* [TASK DETAILS] Set the pictures aside and set down only the lines from the line holding "TARGET = cultivated field" through the end of the entries below, ends included.

* [PROVIDED RECORDS]
=====

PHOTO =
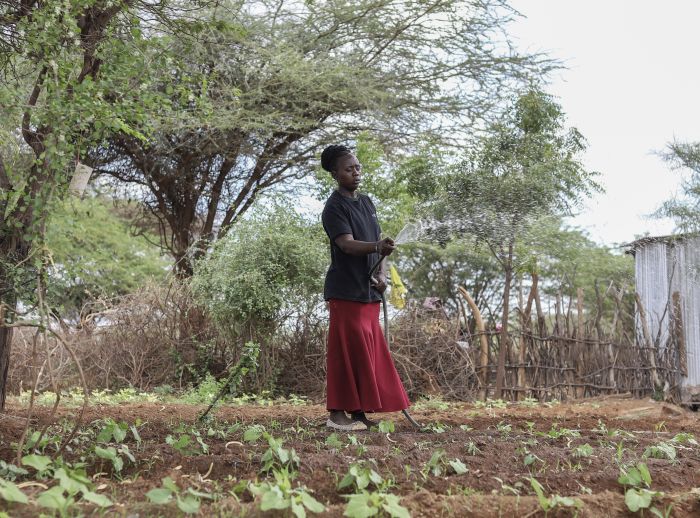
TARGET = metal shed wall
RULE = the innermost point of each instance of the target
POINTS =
(662, 267)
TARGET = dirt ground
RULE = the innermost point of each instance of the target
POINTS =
(494, 444)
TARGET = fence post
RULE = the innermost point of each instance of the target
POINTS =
(647, 339)
(481, 329)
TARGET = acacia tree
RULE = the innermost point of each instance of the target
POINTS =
(284, 78)
(526, 168)
(685, 211)
(72, 73)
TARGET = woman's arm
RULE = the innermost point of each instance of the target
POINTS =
(351, 247)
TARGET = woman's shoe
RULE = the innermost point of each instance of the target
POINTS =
(360, 417)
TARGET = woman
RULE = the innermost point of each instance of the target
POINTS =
(361, 376)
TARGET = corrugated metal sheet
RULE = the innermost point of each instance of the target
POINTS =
(663, 266)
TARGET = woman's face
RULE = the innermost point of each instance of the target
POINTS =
(348, 172)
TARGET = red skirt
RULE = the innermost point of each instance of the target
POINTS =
(360, 372)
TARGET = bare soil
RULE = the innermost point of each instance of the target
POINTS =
(496, 483)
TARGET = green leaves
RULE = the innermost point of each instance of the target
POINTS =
(281, 495)
(662, 450)
(333, 441)
(440, 465)
(160, 495)
(110, 453)
(386, 426)
(11, 493)
(359, 477)
(554, 501)
(253, 433)
(637, 499)
(367, 504)
(273, 263)
(38, 462)
(188, 501)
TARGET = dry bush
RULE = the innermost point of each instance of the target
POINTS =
(141, 340)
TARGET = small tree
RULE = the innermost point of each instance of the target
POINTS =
(685, 211)
(255, 280)
(526, 168)
(284, 78)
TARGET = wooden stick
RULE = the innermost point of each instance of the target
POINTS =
(481, 329)
(651, 355)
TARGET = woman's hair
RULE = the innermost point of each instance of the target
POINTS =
(330, 156)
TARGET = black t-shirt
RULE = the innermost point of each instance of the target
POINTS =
(347, 277)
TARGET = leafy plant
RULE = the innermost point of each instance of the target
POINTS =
(333, 441)
(72, 481)
(11, 493)
(10, 471)
(372, 503)
(556, 433)
(188, 442)
(637, 480)
(281, 495)
(360, 477)
(548, 503)
(440, 465)
(278, 457)
(436, 427)
(472, 448)
(188, 501)
(583, 450)
(386, 426)
(662, 450)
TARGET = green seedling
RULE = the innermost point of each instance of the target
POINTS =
(386, 426)
(554, 502)
(280, 495)
(583, 450)
(370, 504)
(662, 450)
(333, 442)
(440, 465)
(472, 449)
(684, 437)
(436, 427)
(10, 471)
(637, 481)
(277, 457)
(359, 477)
(188, 501)
(10, 493)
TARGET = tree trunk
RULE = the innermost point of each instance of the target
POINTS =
(502, 347)
(8, 306)
(481, 330)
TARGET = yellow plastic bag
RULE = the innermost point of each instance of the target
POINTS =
(397, 297)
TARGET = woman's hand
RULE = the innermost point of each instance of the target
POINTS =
(378, 282)
(385, 246)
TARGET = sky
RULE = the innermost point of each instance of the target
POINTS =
(630, 86)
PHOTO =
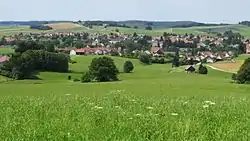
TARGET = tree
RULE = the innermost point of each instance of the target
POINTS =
(145, 59)
(243, 75)
(202, 69)
(148, 28)
(128, 67)
(86, 77)
(103, 69)
(176, 60)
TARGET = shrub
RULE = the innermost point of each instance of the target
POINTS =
(243, 75)
(128, 67)
(162, 60)
(86, 77)
(203, 69)
(76, 80)
(145, 59)
(103, 69)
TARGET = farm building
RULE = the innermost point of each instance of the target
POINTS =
(72, 52)
(190, 68)
(3, 59)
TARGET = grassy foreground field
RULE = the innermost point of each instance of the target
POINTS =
(154, 102)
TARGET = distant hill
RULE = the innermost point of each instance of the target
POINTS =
(154, 24)
(28, 23)
(128, 23)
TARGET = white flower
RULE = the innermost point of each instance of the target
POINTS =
(137, 115)
(174, 114)
(150, 108)
(212, 103)
(97, 107)
(117, 106)
(205, 106)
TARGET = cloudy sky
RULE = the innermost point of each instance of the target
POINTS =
(230, 11)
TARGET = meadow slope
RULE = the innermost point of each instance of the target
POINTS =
(153, 102)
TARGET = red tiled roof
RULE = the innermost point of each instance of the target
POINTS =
(4, 59)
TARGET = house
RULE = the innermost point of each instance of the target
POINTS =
(209, 60)
(3, 59)
(72, 53)
(157, 51)
(190, 68)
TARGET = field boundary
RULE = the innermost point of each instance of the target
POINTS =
(214, 68)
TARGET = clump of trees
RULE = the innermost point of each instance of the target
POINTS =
(202, 69)
(243, 75)
(145, 59)
(101, 69)
(41, 27)
(26, 65)
(128, 67)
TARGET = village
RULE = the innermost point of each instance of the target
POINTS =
(208, 49)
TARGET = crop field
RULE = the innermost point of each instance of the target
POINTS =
(70, 27)
(59, 26)
(153, 102)
(231, 66)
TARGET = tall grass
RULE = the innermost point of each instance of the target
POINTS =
(121, 116)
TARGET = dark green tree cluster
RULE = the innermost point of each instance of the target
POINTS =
(202, 69)
(128, 67)
(26, 65)
(243, 75)
(145, 59)
(101, 69)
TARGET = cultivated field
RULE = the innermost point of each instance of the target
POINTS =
(59, 26)
(71, 27)
(6, 50)
(154, 102)
(231, 66)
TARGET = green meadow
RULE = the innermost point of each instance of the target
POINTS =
(154, 102)
(244, 30)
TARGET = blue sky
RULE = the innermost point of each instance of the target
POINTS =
(230, 11)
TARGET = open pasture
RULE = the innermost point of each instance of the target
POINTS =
(231, 66)
(153, 102)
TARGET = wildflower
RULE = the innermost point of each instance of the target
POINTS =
(97, 107)
(150, 108)
(212, 103)
(117, 106)
(205, 106)
(137, 115)
(174, 114)
(209, 102)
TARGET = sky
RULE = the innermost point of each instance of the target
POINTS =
(209, 11)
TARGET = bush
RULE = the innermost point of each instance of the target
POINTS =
(103, 69)
(145, 59)
(128, 67)
(203, 69)
(76, 80)
(86, 77)
(243, 75)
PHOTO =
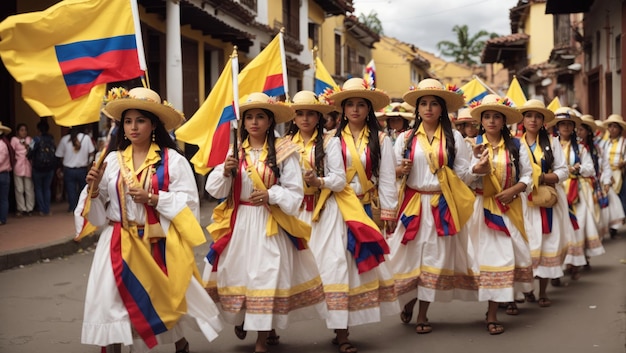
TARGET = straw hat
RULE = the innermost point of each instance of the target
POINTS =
(565, 114)
(359, 88)
(589, 121)
(4, 129)
(452, 95)
(464, 116)
(120, 100)
(403, 110)
(258, 100)
(615, 118)
(539, 107)
(307, 100)
(499, 104)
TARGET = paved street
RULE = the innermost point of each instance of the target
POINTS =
(41, 310)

=====

* [SOLUTION FOR THIS PROBLEM]
TARGET = cultivated field
RULE = the innermost point of each instance of the target
POINTS =
(59, 26)
(71, 27)
(6, 50)
(154, 102)
(231, 66)
TARGET = green meadow
RULE = the innermost point of each instance of the target
POINTS =
(154, 102)
(244, 30)
TARGET = blue sky
RULE = the innermost point of each instance of the target
POINTS =
(230, 11)
TARGET = open pasture
RULE = the innermost point of each instance of the target
POINTS =
(231, 66)
(153, 102)
TARGET = wildflower
RULE = the innermost point of each instance of the target
POINTS =
(97, 107)
(150, 108)
(212, 103)
(117, 106)
(205, 106)
(137, 115)
(174, 114)
(209, 102)
TARGET = sky
RULE = the innermost point of each instance of the target
POINTS =
(209, 11)
TARGET = bush
RULE = the innermost point of each instance of the target
POINTS =
(103, 69)
(145, 59)
(128, 67)
(203, 69)
(76, 80)
(86, 77)
(243, 75)
PHOTO =
TARGET = straw hat
RULE = the innermost point of each instance of the target
POINTS =
(565, 114)
(359, 88)
(589, 121)
(4, 129)
(452, 95)
(464, 116)
(120, 100)
(403, 110)
(258, 100)
(615, 118)
(539, 107)
(307, 100)
(499, 104)
TARGET = paved street
RULE = the innermost point of each instance of the target
POINTS =
(41, 310)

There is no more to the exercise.